Quoted passage:
────────────────
The February issue of Emergency Medicine Clinics of North America, on the topic of respiratory emergencies, contains articles written by two EM faculty members. Michael Winters, MD, with co-author Michael Allison, MD (a 2015 graduate of our 6-year EM/IM/CCM residency and now a critcal care attending at St. Agnes Hospital), contributed the article titled “Noninvasive Ventilation for the Emergency Physician.” Haney Mallemat, MD, co-authored the article titled “Emergency Department Treatment of the Mechanically Ventilated Patient.” Amal Mattu, MD, Consulting Editor for the Clinics series, provided the foreword for this issue.
Drs. Jon Mark Hirshon and Doug Floccare have updated their Cochrane review, “Helicopter Emergency Medical Services for Adults with Major Trauma.” Their new work was published in the Cochrane Database of Systematic Reviews on December 15, 2015, with co-authors Drs. Samuel Galvagno, Robert Sikorski, and Christopher Stephens from the Department of Anesthesiology; Ms. Deirdre Beecher, London School of Hygiene & Tropical Medicine, Cochrane Injuries Group; and Dr. Stephen Thomas, Hamad General Hospital & Weill Cornell Medical College, Doha, Qatar.
Ashley Strobel, MD, Vikramjit Gill, MD, and Michael Witting, MD, MS, collaborated with Getachew Teshome, MD, MPH, from the Department of Pediatrics, on the study that led to their article published in the American Journal of Emergency Medicine: “Emergency Diagnostic Testing for Pediatric Nonfebrile Seizures” (33:1261-1264, 2015).
────────────────
Explore the material:
(a) List the title of every article or review named in the publications announcement.
(b) Do these statements agree with the publications announcement? Answer yes or no for each and quote the words that decide it.
(i) Amal Mattu wrote the foreword for the February issue.
(ii) The updated Cochrane review was published in January 2016.
(iii) Getachew Teshome is from the Department of Anesthesiology.
(c) According to the publications announcement, which hospital is Michael Allison now an attending at?

Region pointing data:
────────────────
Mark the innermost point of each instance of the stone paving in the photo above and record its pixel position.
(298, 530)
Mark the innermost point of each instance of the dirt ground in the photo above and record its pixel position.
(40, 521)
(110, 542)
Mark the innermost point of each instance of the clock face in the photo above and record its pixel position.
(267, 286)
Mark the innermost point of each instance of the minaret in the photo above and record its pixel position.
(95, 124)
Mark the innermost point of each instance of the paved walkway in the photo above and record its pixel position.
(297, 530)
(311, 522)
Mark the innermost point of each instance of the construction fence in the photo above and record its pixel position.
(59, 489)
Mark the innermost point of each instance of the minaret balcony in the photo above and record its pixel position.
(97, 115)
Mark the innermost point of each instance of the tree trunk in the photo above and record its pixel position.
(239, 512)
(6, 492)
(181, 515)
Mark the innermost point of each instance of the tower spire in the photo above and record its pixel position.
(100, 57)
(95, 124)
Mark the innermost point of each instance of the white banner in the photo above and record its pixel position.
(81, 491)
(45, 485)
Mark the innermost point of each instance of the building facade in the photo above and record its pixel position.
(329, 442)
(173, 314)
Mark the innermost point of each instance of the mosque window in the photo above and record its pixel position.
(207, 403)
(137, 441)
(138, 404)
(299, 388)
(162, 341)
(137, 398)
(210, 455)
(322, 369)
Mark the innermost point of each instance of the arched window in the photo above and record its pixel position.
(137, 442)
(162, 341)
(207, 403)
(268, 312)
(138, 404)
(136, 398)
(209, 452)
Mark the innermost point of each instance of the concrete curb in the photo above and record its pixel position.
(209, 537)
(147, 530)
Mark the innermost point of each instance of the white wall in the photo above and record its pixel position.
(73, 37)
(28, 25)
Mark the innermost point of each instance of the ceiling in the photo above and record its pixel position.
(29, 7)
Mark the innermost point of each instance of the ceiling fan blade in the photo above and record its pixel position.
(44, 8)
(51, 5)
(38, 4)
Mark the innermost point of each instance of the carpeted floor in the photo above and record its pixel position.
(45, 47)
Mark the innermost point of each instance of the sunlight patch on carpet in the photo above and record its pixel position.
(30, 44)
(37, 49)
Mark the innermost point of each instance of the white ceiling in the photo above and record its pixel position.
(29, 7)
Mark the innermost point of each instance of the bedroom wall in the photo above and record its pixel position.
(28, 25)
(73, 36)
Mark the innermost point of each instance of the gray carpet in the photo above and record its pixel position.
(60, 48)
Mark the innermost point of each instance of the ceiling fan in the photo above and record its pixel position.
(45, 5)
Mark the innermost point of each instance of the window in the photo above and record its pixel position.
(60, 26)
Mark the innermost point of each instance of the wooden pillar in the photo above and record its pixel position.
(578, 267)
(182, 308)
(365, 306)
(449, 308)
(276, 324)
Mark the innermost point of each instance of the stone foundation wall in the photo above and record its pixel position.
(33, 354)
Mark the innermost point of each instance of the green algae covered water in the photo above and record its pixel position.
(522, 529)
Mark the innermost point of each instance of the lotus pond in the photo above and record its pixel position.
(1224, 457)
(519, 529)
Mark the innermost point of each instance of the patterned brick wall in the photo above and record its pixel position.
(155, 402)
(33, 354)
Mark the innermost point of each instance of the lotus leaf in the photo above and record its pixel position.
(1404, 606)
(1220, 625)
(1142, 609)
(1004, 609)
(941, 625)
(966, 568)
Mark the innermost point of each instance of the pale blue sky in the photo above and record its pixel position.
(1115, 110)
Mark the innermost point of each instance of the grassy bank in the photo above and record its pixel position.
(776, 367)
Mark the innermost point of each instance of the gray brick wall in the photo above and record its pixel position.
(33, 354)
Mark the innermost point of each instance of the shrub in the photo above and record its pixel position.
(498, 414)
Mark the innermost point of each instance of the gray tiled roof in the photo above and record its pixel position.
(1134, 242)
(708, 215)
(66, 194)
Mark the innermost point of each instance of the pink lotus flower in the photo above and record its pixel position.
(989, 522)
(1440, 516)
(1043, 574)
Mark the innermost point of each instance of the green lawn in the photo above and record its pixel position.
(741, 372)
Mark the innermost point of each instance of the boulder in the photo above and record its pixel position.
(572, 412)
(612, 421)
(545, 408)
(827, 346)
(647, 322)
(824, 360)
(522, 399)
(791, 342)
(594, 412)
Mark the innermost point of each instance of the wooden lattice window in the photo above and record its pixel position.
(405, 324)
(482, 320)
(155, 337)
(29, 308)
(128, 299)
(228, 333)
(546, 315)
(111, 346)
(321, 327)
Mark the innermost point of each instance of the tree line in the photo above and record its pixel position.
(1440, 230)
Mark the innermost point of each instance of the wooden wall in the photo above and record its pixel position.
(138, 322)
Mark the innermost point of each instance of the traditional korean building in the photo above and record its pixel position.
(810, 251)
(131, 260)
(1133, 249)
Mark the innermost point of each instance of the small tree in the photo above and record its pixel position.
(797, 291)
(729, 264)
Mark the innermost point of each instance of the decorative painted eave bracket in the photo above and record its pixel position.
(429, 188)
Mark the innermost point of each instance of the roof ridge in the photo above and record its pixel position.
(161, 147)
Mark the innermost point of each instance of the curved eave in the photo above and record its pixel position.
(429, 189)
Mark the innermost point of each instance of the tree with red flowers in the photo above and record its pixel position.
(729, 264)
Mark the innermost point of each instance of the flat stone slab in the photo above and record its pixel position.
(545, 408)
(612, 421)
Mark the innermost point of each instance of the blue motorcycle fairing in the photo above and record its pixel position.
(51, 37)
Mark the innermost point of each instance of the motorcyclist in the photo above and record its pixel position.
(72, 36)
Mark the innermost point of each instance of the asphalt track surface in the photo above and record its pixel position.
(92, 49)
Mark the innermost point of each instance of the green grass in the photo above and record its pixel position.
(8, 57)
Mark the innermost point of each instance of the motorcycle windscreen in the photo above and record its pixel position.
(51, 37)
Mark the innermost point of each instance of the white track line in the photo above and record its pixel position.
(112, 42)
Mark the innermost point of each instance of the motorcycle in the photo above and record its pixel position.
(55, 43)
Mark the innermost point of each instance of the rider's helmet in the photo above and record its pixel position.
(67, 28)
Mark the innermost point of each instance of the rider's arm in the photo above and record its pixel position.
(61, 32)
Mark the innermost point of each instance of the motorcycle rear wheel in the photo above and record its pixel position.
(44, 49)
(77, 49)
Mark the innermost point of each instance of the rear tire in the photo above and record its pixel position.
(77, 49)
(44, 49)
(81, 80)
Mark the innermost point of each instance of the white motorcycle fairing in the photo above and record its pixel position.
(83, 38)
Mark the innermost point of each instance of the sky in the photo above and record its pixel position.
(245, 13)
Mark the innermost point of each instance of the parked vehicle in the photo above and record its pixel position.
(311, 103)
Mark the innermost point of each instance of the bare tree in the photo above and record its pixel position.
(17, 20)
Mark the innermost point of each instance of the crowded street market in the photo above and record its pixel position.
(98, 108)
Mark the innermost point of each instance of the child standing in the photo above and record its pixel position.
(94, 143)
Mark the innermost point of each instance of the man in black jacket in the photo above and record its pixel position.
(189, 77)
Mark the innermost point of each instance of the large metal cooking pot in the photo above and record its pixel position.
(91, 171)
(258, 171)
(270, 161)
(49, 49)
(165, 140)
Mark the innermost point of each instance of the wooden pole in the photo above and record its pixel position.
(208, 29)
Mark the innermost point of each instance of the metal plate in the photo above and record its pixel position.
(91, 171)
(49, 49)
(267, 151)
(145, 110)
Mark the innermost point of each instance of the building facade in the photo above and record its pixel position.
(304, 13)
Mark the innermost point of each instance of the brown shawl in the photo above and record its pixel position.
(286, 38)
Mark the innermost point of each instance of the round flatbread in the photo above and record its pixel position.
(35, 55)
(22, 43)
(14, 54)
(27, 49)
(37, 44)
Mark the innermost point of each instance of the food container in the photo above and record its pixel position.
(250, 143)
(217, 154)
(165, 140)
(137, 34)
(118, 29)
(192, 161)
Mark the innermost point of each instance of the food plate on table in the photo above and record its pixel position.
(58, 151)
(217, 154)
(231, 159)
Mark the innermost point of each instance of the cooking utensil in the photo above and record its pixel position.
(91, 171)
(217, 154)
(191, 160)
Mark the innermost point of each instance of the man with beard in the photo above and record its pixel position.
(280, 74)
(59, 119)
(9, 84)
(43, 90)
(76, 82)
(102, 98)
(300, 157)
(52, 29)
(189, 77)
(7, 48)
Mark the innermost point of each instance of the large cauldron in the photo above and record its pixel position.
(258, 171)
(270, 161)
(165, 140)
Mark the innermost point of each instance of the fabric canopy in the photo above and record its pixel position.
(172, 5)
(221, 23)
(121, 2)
────────────────
Responses:
(a)
"Noninvasive Ventilation for the Emergency Physician"
"Emergency Department Treatment of the Mechanically Ventilated Patient"
"Helicopter Emergency Medical Services for Adults with Major Trauma"
"Emergency Diagnostic Testing for Pediatric Nonfebrile Seizures"

(b)
(i) Yes: "Amal Mattu, MD, Consulting Editor for the Clinics series, provided the foreword for this issue."
(ii) No: "published in the Cochrane Database of Systematic Reviews on December 15, 2015"
(iii) No: "Getachew Teshome, MD, MPH, from the Department of Pediatrics"

(c) St. Agnes Hospital